- Task goal -
Count the lines in the listing below that contain the word "steep", and reply with that number alone.

- Record set -
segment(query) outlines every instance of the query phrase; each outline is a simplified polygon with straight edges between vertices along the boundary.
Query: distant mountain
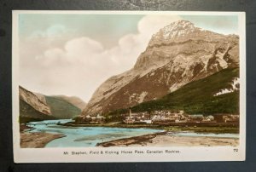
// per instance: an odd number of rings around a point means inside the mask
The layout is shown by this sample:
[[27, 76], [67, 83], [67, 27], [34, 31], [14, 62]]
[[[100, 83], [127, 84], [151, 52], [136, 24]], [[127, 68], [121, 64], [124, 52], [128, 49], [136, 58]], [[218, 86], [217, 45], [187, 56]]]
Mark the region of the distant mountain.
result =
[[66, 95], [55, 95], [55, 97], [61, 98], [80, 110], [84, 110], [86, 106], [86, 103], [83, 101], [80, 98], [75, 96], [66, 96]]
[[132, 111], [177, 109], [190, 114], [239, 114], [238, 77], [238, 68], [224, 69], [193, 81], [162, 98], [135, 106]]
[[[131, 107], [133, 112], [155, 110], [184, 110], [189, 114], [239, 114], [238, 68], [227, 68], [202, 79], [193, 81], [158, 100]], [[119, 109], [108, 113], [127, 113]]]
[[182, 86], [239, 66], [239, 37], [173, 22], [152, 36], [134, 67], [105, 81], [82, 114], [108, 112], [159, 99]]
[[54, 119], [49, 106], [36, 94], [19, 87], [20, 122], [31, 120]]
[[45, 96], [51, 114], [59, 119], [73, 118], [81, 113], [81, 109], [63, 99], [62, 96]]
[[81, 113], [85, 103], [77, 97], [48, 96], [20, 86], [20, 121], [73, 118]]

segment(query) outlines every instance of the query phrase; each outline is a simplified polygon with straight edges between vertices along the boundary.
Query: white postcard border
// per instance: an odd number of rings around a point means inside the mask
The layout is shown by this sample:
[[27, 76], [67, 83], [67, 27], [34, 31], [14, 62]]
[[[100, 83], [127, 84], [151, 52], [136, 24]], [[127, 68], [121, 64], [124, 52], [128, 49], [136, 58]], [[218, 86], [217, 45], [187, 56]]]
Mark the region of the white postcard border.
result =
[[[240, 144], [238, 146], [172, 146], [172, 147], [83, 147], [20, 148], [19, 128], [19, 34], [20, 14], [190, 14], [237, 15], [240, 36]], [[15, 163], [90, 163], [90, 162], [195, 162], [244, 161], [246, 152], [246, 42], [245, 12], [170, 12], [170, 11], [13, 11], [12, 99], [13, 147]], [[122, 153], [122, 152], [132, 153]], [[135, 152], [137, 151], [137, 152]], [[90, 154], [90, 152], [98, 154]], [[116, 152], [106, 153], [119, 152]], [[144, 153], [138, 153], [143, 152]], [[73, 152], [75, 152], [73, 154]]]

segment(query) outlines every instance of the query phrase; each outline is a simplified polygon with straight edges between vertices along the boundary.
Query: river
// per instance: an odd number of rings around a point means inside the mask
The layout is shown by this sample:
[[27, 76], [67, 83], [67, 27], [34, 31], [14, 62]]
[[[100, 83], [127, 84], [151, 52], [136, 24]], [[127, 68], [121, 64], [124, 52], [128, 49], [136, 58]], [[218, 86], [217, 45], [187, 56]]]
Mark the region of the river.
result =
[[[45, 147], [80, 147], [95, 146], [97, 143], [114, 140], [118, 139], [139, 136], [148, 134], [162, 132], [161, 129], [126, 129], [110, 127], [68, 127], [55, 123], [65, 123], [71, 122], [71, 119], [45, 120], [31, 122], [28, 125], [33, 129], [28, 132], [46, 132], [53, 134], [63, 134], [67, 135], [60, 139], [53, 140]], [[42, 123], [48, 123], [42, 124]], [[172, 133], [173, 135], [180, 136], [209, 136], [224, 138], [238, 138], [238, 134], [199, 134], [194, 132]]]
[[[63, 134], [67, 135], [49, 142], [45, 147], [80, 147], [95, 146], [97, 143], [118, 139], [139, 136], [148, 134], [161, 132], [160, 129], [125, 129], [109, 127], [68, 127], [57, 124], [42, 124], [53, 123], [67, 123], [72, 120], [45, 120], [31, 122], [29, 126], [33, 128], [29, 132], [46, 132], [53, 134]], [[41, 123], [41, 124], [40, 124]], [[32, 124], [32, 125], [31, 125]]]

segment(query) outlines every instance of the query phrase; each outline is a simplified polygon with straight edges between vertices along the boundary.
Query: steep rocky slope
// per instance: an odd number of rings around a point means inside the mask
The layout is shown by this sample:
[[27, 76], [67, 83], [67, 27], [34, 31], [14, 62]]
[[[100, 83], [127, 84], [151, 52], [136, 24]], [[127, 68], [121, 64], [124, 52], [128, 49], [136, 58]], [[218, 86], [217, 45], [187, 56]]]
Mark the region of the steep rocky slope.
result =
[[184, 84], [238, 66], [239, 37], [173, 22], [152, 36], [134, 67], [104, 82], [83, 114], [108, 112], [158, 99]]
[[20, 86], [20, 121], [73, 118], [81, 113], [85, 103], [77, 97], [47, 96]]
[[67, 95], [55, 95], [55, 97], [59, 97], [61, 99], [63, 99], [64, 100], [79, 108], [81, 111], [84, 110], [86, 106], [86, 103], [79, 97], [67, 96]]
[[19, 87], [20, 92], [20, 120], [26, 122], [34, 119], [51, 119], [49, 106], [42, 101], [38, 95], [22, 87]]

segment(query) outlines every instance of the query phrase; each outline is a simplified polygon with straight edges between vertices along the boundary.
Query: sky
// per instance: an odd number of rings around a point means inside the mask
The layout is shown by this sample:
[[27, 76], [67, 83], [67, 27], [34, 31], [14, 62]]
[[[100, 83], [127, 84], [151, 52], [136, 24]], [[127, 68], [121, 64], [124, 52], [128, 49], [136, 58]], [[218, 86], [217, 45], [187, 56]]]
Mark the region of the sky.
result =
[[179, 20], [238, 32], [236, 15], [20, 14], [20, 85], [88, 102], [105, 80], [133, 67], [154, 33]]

--

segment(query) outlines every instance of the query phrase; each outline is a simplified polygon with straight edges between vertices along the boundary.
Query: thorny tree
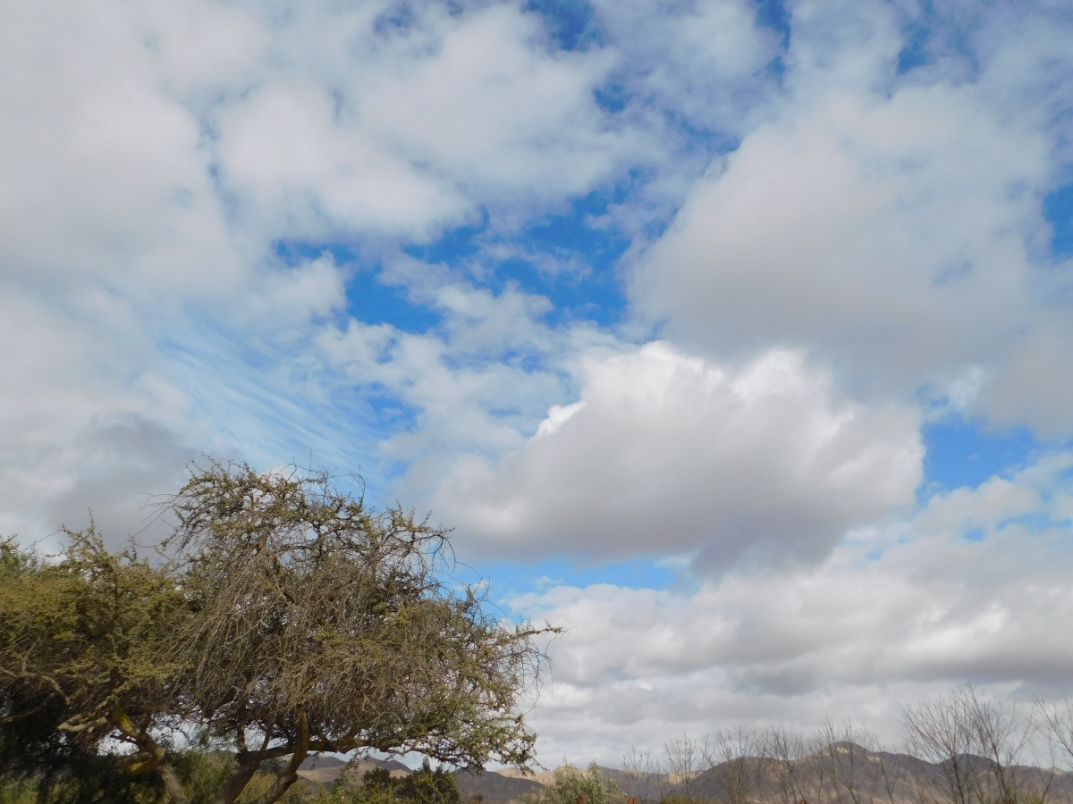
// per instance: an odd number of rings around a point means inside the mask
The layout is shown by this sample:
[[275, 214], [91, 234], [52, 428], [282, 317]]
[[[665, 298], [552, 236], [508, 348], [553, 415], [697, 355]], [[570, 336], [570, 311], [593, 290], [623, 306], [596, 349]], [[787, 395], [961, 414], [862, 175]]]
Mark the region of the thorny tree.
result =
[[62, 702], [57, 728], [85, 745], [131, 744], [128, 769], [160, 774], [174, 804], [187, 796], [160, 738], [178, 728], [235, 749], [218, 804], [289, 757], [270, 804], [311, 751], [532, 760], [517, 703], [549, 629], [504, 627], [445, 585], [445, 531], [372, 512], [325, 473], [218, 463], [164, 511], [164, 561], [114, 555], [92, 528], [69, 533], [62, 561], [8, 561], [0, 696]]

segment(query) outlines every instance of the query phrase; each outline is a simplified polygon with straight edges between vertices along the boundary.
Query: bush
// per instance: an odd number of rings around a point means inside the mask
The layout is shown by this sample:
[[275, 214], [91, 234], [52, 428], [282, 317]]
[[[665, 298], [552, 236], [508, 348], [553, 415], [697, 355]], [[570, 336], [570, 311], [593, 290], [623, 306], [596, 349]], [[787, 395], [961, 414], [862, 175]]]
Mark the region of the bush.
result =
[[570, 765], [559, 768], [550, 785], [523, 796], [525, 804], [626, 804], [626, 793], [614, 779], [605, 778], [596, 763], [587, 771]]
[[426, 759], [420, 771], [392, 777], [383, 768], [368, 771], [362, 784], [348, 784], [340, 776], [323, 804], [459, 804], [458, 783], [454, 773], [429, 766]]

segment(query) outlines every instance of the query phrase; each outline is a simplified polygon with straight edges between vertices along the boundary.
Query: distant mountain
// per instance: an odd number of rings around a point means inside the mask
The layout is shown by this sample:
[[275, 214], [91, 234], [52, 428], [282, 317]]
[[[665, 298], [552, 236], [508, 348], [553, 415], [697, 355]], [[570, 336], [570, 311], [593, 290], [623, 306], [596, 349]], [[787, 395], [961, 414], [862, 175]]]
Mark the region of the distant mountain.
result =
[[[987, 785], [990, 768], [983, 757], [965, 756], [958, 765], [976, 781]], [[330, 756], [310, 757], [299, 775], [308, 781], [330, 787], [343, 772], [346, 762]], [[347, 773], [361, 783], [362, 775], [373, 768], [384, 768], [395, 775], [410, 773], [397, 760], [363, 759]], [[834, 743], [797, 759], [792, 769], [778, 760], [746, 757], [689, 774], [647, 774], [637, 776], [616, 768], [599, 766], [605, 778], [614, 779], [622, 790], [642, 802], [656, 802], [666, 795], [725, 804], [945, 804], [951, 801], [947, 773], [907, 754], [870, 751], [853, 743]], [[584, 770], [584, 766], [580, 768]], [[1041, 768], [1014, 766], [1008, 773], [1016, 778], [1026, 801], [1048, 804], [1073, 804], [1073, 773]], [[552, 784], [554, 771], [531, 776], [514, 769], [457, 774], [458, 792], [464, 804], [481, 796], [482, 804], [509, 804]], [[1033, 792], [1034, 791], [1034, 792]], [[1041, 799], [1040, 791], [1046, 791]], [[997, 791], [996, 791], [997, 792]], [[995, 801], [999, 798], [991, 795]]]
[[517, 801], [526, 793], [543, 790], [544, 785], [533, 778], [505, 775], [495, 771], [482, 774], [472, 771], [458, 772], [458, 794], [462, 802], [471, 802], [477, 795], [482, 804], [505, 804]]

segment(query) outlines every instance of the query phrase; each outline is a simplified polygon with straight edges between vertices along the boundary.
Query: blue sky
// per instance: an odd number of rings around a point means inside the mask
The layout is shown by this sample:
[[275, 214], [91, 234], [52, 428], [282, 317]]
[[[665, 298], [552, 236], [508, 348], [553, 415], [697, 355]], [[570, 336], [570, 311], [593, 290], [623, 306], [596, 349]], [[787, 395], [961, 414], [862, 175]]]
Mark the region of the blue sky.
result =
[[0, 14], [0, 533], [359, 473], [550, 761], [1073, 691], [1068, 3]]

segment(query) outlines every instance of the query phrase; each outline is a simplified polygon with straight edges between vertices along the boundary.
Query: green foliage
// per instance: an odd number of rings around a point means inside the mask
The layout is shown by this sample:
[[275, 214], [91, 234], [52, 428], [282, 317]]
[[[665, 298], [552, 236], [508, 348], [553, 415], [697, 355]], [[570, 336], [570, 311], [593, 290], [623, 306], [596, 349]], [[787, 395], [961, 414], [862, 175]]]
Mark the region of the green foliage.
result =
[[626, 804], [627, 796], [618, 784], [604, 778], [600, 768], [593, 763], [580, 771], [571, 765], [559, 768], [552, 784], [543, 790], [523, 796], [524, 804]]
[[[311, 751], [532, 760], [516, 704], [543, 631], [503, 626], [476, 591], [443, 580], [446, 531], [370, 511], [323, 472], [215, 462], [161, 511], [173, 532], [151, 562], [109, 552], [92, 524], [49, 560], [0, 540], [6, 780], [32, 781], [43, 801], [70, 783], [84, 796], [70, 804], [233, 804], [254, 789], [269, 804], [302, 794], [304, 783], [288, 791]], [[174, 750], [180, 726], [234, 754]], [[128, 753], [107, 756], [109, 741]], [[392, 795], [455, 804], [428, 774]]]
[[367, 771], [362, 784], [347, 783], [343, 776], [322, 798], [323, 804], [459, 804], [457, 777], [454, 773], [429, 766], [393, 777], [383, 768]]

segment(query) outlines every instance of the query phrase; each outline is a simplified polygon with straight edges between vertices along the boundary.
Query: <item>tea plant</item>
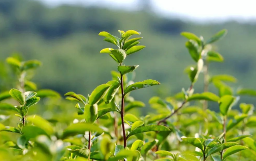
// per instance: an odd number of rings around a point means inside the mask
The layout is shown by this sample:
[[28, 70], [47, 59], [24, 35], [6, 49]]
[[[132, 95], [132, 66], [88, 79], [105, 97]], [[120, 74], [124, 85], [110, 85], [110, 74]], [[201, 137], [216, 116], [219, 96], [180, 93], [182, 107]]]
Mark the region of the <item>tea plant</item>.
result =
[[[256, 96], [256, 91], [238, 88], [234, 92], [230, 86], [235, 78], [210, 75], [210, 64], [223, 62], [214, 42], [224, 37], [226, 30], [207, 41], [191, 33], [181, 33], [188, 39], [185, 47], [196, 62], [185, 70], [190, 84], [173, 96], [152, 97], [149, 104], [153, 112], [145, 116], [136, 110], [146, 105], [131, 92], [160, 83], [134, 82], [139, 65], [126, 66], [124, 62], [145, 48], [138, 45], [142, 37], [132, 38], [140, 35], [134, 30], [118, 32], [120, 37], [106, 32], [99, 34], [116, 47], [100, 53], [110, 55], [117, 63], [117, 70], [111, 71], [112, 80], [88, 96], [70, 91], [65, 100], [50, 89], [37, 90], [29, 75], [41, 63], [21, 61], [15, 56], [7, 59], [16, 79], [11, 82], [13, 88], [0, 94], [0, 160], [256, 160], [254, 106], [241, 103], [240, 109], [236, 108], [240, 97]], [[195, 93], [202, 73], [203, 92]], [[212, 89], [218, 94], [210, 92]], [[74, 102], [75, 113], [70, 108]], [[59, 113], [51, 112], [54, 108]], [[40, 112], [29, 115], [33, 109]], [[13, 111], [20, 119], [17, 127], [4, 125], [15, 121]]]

- Completed task -
2